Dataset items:
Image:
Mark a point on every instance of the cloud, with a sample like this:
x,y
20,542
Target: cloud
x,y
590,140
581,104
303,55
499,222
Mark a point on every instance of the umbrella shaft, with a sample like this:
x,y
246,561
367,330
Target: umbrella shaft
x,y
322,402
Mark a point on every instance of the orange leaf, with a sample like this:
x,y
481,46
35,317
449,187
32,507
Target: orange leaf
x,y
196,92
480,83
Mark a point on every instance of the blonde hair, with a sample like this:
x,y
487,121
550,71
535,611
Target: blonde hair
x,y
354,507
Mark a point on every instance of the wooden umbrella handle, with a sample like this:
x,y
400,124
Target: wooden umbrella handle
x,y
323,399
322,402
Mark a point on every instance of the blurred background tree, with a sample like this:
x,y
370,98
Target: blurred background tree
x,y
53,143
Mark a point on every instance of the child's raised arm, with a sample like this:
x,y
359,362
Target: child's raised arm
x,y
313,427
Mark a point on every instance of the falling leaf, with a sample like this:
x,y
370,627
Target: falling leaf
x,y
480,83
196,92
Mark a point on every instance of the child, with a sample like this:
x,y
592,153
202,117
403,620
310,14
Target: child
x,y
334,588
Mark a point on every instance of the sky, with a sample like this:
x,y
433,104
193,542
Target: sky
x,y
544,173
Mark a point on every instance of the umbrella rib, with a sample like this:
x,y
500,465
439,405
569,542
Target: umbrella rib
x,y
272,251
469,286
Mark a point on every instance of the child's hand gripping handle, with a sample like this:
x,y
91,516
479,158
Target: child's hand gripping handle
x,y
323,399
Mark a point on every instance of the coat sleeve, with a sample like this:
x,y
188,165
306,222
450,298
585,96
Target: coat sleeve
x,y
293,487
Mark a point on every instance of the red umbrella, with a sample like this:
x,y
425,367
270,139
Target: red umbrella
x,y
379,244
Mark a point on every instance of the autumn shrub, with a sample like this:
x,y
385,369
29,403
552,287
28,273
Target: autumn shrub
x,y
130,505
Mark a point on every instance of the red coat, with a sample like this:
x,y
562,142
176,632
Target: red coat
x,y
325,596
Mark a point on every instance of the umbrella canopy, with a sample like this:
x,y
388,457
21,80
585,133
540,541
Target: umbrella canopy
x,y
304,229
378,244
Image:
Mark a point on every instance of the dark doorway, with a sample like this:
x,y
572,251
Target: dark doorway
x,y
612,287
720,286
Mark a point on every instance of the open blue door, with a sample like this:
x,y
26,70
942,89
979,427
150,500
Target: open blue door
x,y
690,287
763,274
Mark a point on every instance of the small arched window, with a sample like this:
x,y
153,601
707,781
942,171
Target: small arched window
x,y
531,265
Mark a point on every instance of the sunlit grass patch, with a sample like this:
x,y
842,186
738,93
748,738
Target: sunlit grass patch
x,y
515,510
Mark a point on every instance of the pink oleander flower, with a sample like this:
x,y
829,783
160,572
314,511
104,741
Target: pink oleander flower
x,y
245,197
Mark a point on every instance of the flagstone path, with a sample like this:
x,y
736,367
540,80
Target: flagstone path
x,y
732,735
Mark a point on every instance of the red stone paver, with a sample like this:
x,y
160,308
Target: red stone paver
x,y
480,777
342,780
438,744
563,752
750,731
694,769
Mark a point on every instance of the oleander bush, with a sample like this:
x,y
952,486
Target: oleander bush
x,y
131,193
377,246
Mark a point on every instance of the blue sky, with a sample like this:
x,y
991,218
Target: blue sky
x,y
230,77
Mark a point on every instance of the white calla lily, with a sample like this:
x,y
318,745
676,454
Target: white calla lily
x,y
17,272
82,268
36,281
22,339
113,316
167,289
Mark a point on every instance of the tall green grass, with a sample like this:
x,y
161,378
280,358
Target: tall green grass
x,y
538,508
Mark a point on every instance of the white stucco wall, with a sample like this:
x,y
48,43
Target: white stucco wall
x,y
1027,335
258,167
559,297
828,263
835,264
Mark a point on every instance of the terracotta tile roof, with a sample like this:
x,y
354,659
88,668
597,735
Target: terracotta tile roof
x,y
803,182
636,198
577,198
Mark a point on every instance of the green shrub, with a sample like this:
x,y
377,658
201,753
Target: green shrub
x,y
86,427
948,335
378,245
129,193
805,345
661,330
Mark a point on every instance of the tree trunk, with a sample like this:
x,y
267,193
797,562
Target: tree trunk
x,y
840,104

Your goal — Your task is to repeat the data exactly; please include every line.

Exercise output —
Image:
Mark a point on every instance of the cloud, with a sample like this:
x,y
20,542
Target: cloud
x,y
590,140
581,104
303,55
499,222
Mark a point on every instance of the umbrella shaft, with a sample like this:
x,y
246,561
367,330
Target: umbrella shaft
x,y
322,402
Mark a point on every instance of the orange leaf, with a sample like this:
x,y
481,46
35,317
449,187
32,507
Target: orange leaf
x,y
196,92
480,83
Mark a point on every instance of the blonde hair, with a sample like this:
x,y
487,121
550,71
535,611
Target: blonde hair
x,y
354,507
Mark a point on every instance of the wooden umbrella handle, with a sample like this:
x,y
400,124
Target: wooden umbrella handle
x,y
323,399
322,402
Mark a point on every instance of the blurred background tree, with a sample like this:
x,y
370,98
Target: blurred background tree
x,y
53,143
Mark a point on every instance of the child's raised arm, with a sample like this:
x,y
359,362
Target: child's raised arm
x,y
313,427
Mark a point on every instance of the falling leaf, with a sample like this:
x,y
370,627
Target: falling leaf
x,y
480,83
196,92
Mark a point on every instance of the child, with a sample like this:
x,y
592,153
202,117
403,620
310,14
Target: child
x,y
334,588
Mark a point on every instance of the sky, with a sample like this:
x,y
433,104
193,542
Target: sky
x,y
544,173
Mark a point on every instance of the umbrella rib, with a sample like this:
x,y
500,465
439,405
569,542
Target: umbrella rib
x,y
272,251
469,286
Mark a point on every instance of the child's hand gripping handle, with a sample like this:
x,y
91,516
479,158
Target: child's hand gripping handle
x,y
323,399
Mark a point on every instance of the coat sleeve, with a sample like this:
x,y
188,165
306,222
450,298
585,96
Target: coat sleeve
x,y
293,487
Mark a point on every instance of the red umbrella, with a sample like this:
x,y
425,367
270,139
Target: red umbrella
x,y
379,244
Mark a point on every instance of the autumn shrub, with a sample like this:
x,y
385,369
29,403
552,287
28,273
Target: autumn shrub
x,y
130,505
Mark a point on every instance of the red coat, with a sample like this:
x,y
562,142
176,632
Target: red coat
x,y
325,596
Mark a point on every instance of the umbrella canopy, with a sample like this:
x,y
388,457
21,80
585,133
540,541
Target: umbrella canopy
x,y
304,229
378,244
Image:
Mark a point on every instance of the dark doorway, with a sample like this:
x,y
572,251
Target: dark doorway
x,y
612,287
720,286
Mark a point on every instance of the open blue door, with a sample like this:
x,y
26,70
942,89
979,427
150,500
Target: open blue door
x,y
690,287
763,274
Mark a point on every instance of the small arched window, with a sample like this:
x,y
153,601
707,781
942,171
Target: small arched window
x,y
531,265
Mark a point on every instance of the sunlit grass patch, with a sample like this:
x,y
842,186
738,93
748,738
Target: sunlit grass patch
x,y
515,510
Mark a point on every instance of the pink oleander flower, with a sample like this:
x,y
829,783
160,572
314,511
104,741
Target: pink oleander flower
x,y
245,197
Mark a point on every instance of the flagstone path, with a sample like this:
x,y
736,367
540,80
Target: flagstone path
x,y
732,735
Mark a point on every instance of the red stone paver, with a sample like this:
x,y
160,308
Target: red stone paver
x,y
480,777
342,780
438,744
563,752
750,731
694,769
Mark a point on every instance of the oleander bush, with a sample like this:
x,y
952,486
Target: oleander bush
x,y
131,193
377,246
Mark a point on every instance of the blue sky, with a sample like this:
x,y
991,218
Target: blue sky
x,y
230,77
Mark a point on every instance of the white calla lily, with a sample like this:
x,y
318,745
676,454
Target: white calla lily
x,y
17,272
82,268
36,281
22,339
113,316
167,289
Mark a point on every instance of the tall green grass, with a sample like this:
x,y
161,378
280,358
Target: tall green grass
x,y
538,508
Mark a point on every instance of the white stucco wall, with a sample like this:
x,y
48,43
Target: white stucco wall
x,y
1027,335
258,167
559,297
828,263
835,264
Mark a point on every instance of the terracotta tile roof, with a sample like this:
x,y
354,659
88,668
597,735
Target: terracotta tile roof
x,y
803,182
636,198
577,198
Mark a point on every instance of the green shrub, with a sample like this:
x,y
377,658
201,753
Target: green shrub
x,y
86,427
948,335
378,245
129,193
805,345
661,330
Mark a point on every instance of the tree trunk, with a sample like this:
x,y
267,193
797,562
Target: tree trunk
x,y
840,104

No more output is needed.